===== Text block =====

[Tutor] List methods inside a dictionary of list

[Rafael Turner]

I did not understand the behavior of array multiplication. In fact, I
just now learned what it was called thanks to your email.

Best wishes,
Rafael

On Mon, Jul 11, 2011 at 9:33 AM, Brett Ritter <swiftone at swiftone.org> wrote:
> On Mon, Jul 11, 2011 at 9:26 AM, Rafael Turner
> <steven.rafael.turner at gmail.com> wrote:
>> I am playing lists and dictionaries and I came across this
>> counter-intuitive result.
>>
>>>>> d = dict(zip(['a', 'q', 'c', 'b', 'e', 'd', 'g', 'j'],8*[[0]]))
> ...
>>>>> d['a'].__setitem__(0,4)
> ...
>>
>> I was not expecting all the keys to be updated. Is there any
>> documentation I could read on how different datatypes' methods and
>> operators interact differently when inside a dictionary?  I would also
>> like to find a way of being able to use list methods in side a
>> dictionary so that
>
> As has been mentioned, this isn't the dictionary doing anything weird,
> this is that "8*[[0]]" gives you a list of 8 references to the same
> list.  You can play with just that part and see that that's the source
> of your issue.
>
> To achieve what you are trying, try this instead:
>
> d = dict([(x,[0]) for x in ['a', 'q', 'c', 'b', 'e', 'd', 'g', 'j']])
>
> Can you understand how this behaves differently than 8*[[0]] ?  Check
> the Python docs for array multiplication if you're confused, but the
> basic idea is that "[0]" isn't getting evaluated freshly for every
> piece in the array for 8*[[0]], but in a list comprehension it is.
> --
> Brett Ritter / SwiftOne
> swiftone at swiftone.org
>

=====

-- Do this --
In the thread, rewrite the paragraph beginning "As has been mentioned" as a short bulleted list that keeps its main facts. The records that come next are separate material with no connection to the thread.

===== Data rows =====

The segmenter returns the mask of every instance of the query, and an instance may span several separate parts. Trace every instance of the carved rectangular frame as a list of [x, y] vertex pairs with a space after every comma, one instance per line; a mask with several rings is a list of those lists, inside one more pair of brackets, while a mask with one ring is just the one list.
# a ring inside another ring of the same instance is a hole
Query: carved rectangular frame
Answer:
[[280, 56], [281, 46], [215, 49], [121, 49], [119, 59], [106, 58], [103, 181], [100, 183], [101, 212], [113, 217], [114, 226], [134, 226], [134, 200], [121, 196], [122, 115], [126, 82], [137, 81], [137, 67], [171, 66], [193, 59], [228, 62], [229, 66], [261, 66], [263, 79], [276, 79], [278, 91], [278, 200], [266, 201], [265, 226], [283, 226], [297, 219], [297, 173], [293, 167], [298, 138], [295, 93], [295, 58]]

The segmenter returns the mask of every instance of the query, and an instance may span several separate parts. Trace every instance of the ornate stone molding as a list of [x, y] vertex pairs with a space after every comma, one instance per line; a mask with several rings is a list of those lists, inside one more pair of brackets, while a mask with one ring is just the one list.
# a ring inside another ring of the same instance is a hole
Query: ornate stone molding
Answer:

=====
===== Data rows =====

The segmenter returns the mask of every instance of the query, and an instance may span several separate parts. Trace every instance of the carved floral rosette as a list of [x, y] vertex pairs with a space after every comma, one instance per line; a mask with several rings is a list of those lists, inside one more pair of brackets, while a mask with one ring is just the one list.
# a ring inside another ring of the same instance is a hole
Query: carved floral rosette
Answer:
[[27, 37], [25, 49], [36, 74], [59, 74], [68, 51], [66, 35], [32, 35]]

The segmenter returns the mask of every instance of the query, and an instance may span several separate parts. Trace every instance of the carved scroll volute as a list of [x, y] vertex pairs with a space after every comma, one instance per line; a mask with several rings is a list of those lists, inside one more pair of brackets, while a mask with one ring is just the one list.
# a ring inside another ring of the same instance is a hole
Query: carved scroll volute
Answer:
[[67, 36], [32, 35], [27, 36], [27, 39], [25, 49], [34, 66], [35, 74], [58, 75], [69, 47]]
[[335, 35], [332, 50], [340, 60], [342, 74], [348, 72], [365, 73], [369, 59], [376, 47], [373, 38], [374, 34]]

=====
===== Data rows =====

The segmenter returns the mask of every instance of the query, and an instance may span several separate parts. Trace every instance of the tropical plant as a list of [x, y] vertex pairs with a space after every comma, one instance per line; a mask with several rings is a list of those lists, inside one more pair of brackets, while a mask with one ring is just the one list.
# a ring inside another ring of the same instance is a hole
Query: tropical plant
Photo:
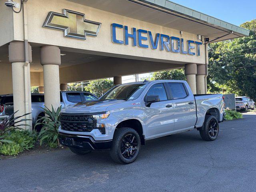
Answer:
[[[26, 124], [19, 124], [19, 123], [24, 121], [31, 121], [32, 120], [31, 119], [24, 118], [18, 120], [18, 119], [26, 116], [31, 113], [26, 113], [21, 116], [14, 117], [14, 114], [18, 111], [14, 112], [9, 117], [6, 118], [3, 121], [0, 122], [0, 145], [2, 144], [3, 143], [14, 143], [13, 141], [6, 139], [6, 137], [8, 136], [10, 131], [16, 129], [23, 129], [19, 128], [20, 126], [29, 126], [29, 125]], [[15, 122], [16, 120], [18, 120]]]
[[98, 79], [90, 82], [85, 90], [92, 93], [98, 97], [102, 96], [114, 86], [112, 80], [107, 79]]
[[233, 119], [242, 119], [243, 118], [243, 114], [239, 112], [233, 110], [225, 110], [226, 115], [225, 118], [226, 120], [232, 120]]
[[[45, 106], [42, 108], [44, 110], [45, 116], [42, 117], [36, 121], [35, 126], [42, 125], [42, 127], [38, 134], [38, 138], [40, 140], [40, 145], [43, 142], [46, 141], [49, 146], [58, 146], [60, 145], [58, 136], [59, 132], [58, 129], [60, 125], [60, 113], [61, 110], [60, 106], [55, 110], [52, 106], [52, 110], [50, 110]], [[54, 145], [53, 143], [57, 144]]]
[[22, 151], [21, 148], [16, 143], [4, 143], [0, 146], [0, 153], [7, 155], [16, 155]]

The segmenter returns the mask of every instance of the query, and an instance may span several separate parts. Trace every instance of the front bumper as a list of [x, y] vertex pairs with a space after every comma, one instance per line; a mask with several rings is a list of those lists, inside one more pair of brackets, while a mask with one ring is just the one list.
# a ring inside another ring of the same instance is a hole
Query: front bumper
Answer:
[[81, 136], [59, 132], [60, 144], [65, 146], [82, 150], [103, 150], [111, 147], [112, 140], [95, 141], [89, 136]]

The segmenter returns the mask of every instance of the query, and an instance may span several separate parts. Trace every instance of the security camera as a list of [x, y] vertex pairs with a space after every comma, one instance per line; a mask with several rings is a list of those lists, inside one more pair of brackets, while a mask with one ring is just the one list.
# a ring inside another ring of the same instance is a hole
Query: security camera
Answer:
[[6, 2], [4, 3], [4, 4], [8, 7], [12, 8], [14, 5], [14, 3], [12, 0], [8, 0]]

=====

-- Correct result --
- The dictionary is not behaving strangely.
- "8*[[0]]" produces a list of 8 references to the same list.
- Experimenting with that part alone shows it is the source of the issue.